_What to produce:_
Locate every line of the records that contains the word "walking" and copy each one. Case counts.

_Source data:_
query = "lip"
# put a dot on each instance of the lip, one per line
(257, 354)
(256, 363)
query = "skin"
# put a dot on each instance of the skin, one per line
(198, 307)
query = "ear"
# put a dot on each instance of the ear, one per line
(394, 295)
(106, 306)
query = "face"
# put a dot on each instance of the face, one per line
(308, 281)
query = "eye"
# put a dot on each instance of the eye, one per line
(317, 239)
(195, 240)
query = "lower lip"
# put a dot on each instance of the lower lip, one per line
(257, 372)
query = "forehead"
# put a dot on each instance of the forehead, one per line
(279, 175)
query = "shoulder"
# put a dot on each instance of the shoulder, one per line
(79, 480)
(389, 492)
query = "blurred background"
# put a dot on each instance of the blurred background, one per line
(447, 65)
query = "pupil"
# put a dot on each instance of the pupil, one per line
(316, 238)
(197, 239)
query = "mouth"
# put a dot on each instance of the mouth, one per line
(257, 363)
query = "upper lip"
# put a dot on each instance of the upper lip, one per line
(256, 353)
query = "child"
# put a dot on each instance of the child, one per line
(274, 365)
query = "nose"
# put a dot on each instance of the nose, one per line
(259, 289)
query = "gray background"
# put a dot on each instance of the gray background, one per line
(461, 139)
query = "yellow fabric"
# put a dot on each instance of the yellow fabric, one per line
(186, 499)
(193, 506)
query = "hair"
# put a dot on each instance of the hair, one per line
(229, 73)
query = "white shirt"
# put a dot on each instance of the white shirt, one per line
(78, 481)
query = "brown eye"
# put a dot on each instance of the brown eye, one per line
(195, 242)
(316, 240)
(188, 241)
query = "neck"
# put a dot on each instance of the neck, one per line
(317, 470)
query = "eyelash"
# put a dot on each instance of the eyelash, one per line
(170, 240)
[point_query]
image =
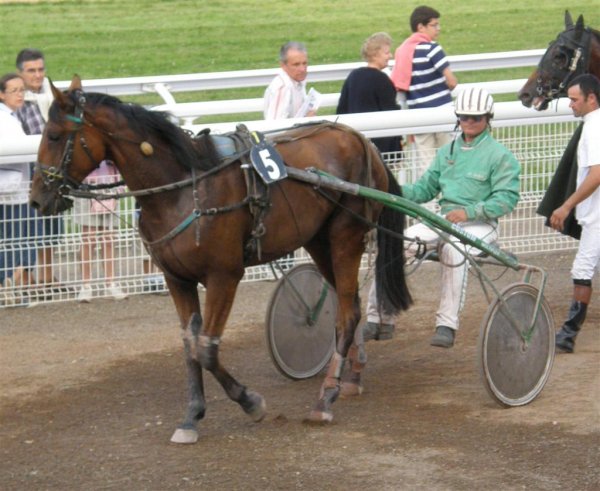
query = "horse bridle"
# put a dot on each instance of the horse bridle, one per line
(577, 53)
(51, 173)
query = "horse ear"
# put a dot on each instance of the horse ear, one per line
(568, 20)
(75, 83)
(58, 95)
(579, 26)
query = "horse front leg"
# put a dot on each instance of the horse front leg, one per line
(187, 304)
(220, 293)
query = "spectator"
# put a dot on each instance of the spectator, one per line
(97, 220)
(16, 256)
(369, 89)
(478, 181)
(33, 116)
(584, 94)
(286, 96)
(422, 75)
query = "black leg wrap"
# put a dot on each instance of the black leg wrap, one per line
(196, 407)
(208, 352)
(190, 336)
(565, 337)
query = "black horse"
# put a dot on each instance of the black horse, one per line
(576, 50)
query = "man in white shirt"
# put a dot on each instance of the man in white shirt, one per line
(584, 93)
(31, 66)
(286, 94)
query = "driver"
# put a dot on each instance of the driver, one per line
(477, 180)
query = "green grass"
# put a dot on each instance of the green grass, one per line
(108, 38)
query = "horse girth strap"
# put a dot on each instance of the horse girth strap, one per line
(257, 193)
(195, 215)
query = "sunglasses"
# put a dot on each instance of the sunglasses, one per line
(466, 117)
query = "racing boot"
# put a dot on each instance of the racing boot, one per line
(565, 337)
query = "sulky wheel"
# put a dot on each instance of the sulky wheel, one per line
(515, 367)
(300, 323)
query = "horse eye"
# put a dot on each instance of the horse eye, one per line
(560, 60)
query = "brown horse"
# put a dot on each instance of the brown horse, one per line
(202, 221)
(576, 50)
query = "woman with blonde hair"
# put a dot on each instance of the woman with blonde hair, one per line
(369, 88)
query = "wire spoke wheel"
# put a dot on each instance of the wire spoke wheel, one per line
(515, 362)
(300, 323)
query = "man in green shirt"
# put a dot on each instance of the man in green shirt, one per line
(477, 180)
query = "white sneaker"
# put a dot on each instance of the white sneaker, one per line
(85, 294)
(115, 291)
(9, 294)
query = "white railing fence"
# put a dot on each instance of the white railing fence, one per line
(537, 139)
(538, 143)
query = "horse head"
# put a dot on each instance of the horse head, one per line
(565, 58)
(71, 148)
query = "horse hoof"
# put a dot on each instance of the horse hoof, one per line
(185, 436)
(319, 417)
(258, 410)
(349, 389)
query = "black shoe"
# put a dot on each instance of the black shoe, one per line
(377, 331)
(443, 337)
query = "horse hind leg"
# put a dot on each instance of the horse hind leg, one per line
(348, 316)
(251, 402)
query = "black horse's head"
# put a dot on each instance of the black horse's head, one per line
(565, 58)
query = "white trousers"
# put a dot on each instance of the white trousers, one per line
(587, 259)
(454, 268)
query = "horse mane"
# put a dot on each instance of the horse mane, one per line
(157, 125)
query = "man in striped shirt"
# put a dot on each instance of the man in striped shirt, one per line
(423, 76)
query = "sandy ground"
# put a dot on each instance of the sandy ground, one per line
(90, 395)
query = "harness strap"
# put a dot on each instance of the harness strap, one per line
(196, 214)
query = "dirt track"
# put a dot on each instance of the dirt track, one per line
(90, 395)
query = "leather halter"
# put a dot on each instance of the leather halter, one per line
(51, 173)
(577, 61)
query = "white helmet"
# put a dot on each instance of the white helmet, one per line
(474, 102)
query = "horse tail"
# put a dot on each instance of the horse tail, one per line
(390, 282)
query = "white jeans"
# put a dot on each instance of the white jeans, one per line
(587, 259)
(454, 269)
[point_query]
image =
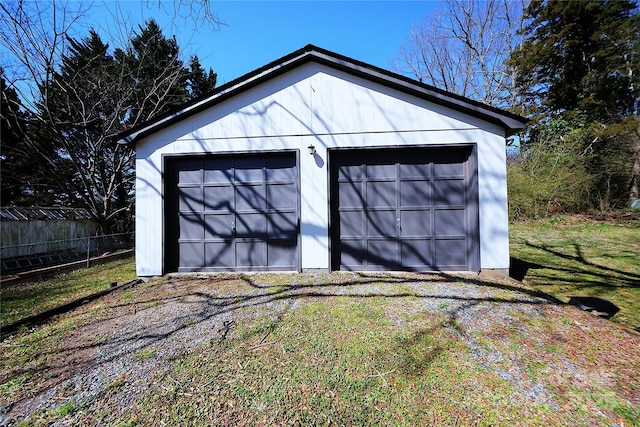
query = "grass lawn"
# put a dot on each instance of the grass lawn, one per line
(326, 349)
(28, 298)
(569, 256)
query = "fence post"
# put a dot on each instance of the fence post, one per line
(88, 250)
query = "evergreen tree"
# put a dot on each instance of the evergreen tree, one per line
(157, 78)
(580, 56)
(201, 82)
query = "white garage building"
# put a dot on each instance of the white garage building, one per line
(318, 162)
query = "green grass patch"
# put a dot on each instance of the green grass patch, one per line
(339, 362)
(567, 256)
(26, 299)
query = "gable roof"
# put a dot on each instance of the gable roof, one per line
(310, 53)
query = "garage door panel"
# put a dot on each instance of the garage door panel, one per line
(218, 198)
(221, 219)
(250, 169)
(415, 193)
(449, 192)
(218, 170)
(450, 253)
(352, 253)
(250, 197)
(443, 170)
(350, 172)
(352, 223)
(381, 193)
(351, 195)
(220, 254)
(416, 253)
(282, 224)
(218, 226)
(281, 169)
(251, 253)
(415, 223)
(191, 226)
(281, 253)
(416, 205)
(414, 170)
(190, 172)
(281, 196)
(251, 225)
(190, 199)
(381, 171)
(382, 253)
(191, 255)
(381, 223)
(450, 222)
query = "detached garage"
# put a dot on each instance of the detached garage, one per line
(318, 162)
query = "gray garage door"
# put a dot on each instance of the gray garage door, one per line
(410, 209)
(232, 213)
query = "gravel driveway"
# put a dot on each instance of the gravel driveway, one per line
(132, 333)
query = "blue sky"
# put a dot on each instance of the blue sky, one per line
(257, 32)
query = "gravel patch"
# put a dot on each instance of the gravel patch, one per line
(120, 345)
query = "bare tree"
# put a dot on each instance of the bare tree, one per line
(79, 95)
(463, 48)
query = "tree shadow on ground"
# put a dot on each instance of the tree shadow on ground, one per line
(217, 307)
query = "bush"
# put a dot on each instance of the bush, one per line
(547, 179)
(570, 166)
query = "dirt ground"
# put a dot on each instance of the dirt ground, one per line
(91, 354)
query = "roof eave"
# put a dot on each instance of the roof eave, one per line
(510, 122)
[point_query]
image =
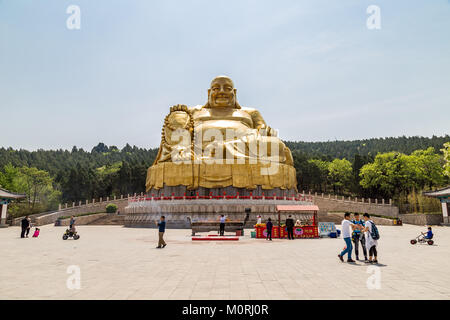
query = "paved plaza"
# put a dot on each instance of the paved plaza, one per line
(122, 263)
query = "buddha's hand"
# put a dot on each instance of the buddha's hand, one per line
(267, 131)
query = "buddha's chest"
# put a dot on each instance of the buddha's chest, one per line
(222, 119)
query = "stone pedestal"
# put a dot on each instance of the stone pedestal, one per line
(144, 213)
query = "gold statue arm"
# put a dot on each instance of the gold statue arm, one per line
(259, 123)
(179, 118)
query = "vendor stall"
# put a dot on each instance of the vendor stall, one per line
(306, 222)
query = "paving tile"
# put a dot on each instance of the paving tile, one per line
(121, 263)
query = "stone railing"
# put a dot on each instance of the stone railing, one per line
(329, 203)
(78, 207)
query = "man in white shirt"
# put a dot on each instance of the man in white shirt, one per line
(347, 236)
(222, 225)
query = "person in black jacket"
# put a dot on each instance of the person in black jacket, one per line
(290, 227)
(25, 226)
(269, 227)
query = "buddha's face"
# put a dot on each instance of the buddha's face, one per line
(222, 93)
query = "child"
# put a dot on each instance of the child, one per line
(429, 234)
(36, 233)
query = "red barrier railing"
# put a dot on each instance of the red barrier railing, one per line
(297, 197)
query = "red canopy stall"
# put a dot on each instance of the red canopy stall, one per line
(306, 222)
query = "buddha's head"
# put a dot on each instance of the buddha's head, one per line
(222, 93)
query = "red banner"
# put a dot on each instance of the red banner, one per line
(299, 232)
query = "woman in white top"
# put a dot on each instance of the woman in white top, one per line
(371, 243)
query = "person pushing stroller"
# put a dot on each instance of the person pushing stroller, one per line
(358, 236)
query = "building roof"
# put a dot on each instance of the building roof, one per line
(293, 208)
(445, 192)
(5, 194)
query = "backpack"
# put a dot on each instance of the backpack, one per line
(374, 233)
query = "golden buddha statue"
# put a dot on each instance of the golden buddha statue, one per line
(220, 145)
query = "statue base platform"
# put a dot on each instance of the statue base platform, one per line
(143, 211)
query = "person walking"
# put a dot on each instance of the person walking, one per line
(269, 227)
(358, 236)
(72, 224)
(290, 227)
(29, 227)
(162, 228)
(346, 224)
(222, 225)
(25, 223)
(371, 243)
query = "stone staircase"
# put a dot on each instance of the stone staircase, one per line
(110, 220)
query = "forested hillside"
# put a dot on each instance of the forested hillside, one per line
(348, 149)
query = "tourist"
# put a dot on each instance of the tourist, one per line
(25, 223)
(371, 243)
(29, 227)
(269, 226)
(72, 224)
(290, 227)
(162, 228)
(222, 225)
(346, 224)
(358, 236)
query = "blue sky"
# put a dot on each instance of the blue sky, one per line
(312, 68)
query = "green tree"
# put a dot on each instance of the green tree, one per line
(446, 151)
(427, 167)
(391, 173)
(340, 174)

_Solved exercise:_
query = "person walking"
# put a dot on each instance of the person walking, one per line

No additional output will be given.